---- SUPPLIED ENTRIES

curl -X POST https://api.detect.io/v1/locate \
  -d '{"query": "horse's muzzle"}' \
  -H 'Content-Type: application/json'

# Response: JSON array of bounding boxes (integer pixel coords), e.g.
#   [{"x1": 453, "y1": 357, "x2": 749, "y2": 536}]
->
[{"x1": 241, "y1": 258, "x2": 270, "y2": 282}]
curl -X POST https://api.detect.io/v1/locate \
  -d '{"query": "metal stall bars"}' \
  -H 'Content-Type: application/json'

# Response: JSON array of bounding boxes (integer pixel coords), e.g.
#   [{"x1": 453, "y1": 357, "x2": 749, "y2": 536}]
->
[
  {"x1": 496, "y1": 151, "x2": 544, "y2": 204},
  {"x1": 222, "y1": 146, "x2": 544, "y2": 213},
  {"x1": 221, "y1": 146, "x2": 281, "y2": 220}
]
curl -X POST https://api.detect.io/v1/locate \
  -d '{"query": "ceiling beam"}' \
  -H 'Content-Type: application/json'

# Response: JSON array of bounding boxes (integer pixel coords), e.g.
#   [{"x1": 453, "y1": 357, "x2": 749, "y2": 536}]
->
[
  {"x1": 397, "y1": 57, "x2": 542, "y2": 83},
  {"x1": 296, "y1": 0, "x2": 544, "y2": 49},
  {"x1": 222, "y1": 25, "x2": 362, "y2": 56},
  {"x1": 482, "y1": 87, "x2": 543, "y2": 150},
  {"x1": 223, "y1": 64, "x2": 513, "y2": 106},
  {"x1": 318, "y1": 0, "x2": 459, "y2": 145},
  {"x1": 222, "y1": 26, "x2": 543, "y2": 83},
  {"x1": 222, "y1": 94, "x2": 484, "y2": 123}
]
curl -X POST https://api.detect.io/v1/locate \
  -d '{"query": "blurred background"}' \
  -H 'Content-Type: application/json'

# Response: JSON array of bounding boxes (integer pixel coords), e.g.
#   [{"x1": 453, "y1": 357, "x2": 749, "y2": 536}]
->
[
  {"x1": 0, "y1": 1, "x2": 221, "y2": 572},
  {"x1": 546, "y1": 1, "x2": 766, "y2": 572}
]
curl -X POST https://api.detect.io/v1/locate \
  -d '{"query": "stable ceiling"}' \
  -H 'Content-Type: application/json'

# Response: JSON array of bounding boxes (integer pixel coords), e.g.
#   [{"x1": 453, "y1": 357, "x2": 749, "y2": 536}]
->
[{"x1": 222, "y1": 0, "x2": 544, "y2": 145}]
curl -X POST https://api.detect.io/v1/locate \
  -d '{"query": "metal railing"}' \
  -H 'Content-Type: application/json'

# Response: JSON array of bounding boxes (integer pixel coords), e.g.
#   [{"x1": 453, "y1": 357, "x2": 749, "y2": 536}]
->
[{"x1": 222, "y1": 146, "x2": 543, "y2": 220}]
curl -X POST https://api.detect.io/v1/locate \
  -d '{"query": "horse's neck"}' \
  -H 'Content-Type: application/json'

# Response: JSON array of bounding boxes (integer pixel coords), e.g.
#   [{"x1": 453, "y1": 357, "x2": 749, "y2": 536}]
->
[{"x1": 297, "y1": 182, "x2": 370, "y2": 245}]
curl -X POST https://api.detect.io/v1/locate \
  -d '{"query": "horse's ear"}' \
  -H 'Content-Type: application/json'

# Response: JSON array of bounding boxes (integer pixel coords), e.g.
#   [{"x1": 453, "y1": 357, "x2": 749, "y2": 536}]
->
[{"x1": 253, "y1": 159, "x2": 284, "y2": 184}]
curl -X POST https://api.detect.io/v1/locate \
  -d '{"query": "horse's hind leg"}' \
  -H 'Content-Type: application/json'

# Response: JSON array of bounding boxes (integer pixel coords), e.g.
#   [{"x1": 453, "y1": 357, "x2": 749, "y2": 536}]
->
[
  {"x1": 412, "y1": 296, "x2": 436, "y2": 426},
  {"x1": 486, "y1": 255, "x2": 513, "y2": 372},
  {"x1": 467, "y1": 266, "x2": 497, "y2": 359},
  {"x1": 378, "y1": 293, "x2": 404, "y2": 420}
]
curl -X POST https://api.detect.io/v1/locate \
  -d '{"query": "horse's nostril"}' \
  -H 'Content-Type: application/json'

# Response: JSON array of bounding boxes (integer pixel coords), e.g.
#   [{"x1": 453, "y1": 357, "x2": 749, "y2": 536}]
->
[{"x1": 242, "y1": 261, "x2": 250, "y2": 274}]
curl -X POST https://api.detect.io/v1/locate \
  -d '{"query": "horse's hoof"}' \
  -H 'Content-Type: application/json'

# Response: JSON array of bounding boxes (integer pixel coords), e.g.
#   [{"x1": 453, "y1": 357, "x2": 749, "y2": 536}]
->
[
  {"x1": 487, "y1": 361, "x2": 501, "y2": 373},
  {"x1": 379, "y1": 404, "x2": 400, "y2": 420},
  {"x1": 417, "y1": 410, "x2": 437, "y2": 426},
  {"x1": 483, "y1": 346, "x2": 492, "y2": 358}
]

--------

All of the data is to be transcribed exactly as written.

REPLY -
curl -X POST https://api.detect.io/v1/locate \
  -d '{"query": "horse's muzzle"}' \
  -H 'Content-Type: application/json'

# Response: JSON array of bounding boxes (integer pixel coords), e.g.
#   [{"x1": 453, "y1": 357, "x2": 749, "y2": 536}]
->
[{"x1": 241, "y1": 258, "x2": 270, "y2": 282}]
curl -X POST https://api.detect.io/v1/locate \
  -d '{"query": "metal stall bars"}' \
  -H 'Content-Type: application/json'

# Response: JSON array of bounding boxes (integer pixel coords), e.g.
#   [{"x1": 453, "y1": 357, "x2": 749, "y2": 536}]
->
[
  {"x1": 496, "y1": 151, "x2": 544, "y2": 204},
  {"x1": 222, "y1": 146, "x2": 544, "y2": 213},
  {"x1": 221, "y1": 146, "x2": 281, "y2": 220}
]
curl -X POST https://api.detect.io/v1/locate \
  -d '{"query": "ceiling beam"}' \
  -H 'Content-Type: application/json'

# Response: JSON array of bounding boxes (integer pixel coords), e.g.
#   [{"x1": 453, "y1": 357, "x2": 749, "y2": 536}]
->
[
  {"x1": 397, "y1": 57, "x2": 542, "y2": 83},
  {"x1": 296, "y1": 0, "x2": 544, "y2": 49},
  {"x1": 222, "y1": 25, "x2": 362, "y2": 56},
  {"x1": 482, "y1": 87, "x2": 543, "y2": 150},
  {"x1": 223, "y1": 64, "x2": 513, "y2": 106},
  {"x1": 318, "y1": 0, "x2": 459, "y2": 145},
  {"x1": 222, "y1": 26, "x2": 543, "y2": 83},
  {"x1": 222, "y1": 94, "x2": 484, "y2": 123}
]
curl -X POST https://api.detect.io/v1/locate \
  -d '{"query": "blurred background"}' \
  -H 'Content-Type: application/json'

# Response: JSON array of bounding boxes (integer pixel coords), e.g.
#   [{"x1": 453, "y1": 357, "x2": 749, "y2": 536}]
->
[
  {"x1": 0, "y1": 1, "x2": 221, "y2": 572},
  {"x1": 546, "y1": 1, "x2": 766, "y2": 572}
]
curl -X POST https://api.detect.io/v1/locate \
  -d '{"query": "stable ceiling"}' \
  -H 'Content-Type: application/json'

# Response: JSON array of bounding boxes (integer pixel coords), e.g.
#   [{"x1": 453, "y1": 357, "x2": 749, "y2": 536}]
->
[{"x1": 222, "y1": 0, "x2": 544, "y2": 145}]
curl -X POST https://api.detect.io/v1/locate \
  -d '{"query": "metal railing"}' \
  -H 'Content-Type: application/json'

# Response: JSON array of bounding boxes (integer pixel coords), e.g.
#   [{"x1": 453, "y1": 357, "x2": 749, "y2": 536}]
->
[{"x1": 222, "y1": 146, "x2": 543, "y2": 220}]
curl -X POST https://api.detect.io/v1/locate \
  -d '{"query": "horse's neck"}' \
  -H 'Content-Type: application/json'

# Response: JSON array of bounding boxes (integer pixel coords), e.g.
#   [{"x1": 453, "y1": 357, "x2": 749, "y2": 536}]
->
[{"x1": 297, "y1": 182, "x2": 370, "y2": 245}]
curl -X POST https://api.detect.io/v1/locate \
  -d '{"query": "horse's ear"}' \
  -H 'Content-Type: application/json'

# Response: JSON array of bounding boxes (integer pixel coords), e.g.
#   [{"x1": 453, "y1": 357, "x2": 749, "y2": 536}]
->
[{"x1": 253, "y1": 159, "x2": 284, "y2": 184}]
curl -X POST https://api.detect.io/v1/locate \
  -d '{"query": "horse's hind leg"}' \
  -H 'Content-Type: application/json'

# Response: JSON array of bounding boxes (integer pixel coords), e.g.
#   [{"x1": 453, "y1": 357, "x2": 749, "y2": 536}]
->
[
  {"x1": 412, "y1": 296, "x2": 436, "y2": 426},
  {"x1": 486, "y1": 255, "x2": 513, "y2": 372},
  {"x1": 467, "y1": 266, "x2": 497, "y2": 359},
  {"x1": 378, "y1": 293, "x2": 404, "y2": 420}
]
curl -X POST https://api.detect.io/v1/locate \
  -d '{"query": "horse's nostril"}' \
  -H 'Content-Type: application/json'

# Response: JSON array of bounding boxes (integer pixel coords), e.g.
#   [{"x1": 453, "y1": 357, "x2": 749, "y2": 536}]
->
[{"x1": 242, "y1": 261, "x2": 250, "y2": 274}]
curl -X POST https://api.detect.io/v1/locate \
  -d '{"query": "horse's hoof"}' \
  -H 'Content-Type: application/json'

# Response: JSON array of bounding boxes (integer pixel coords), e.g.
#   [{"x1": 453, "y1": 357, "x2": 749, "y2": 536}]
->
[
  {"x1": 487, "y1": 361, "x2": 501, "y2": 373},
  {"x1": 379, "y1": 404, "x2": 400, "y2": 420},
  {"x1": 417, "y1": 410, "x2": 437, "y2": 426},
  {"x1": 483, "y1": 346, "x2": 492, "y2": 358}
]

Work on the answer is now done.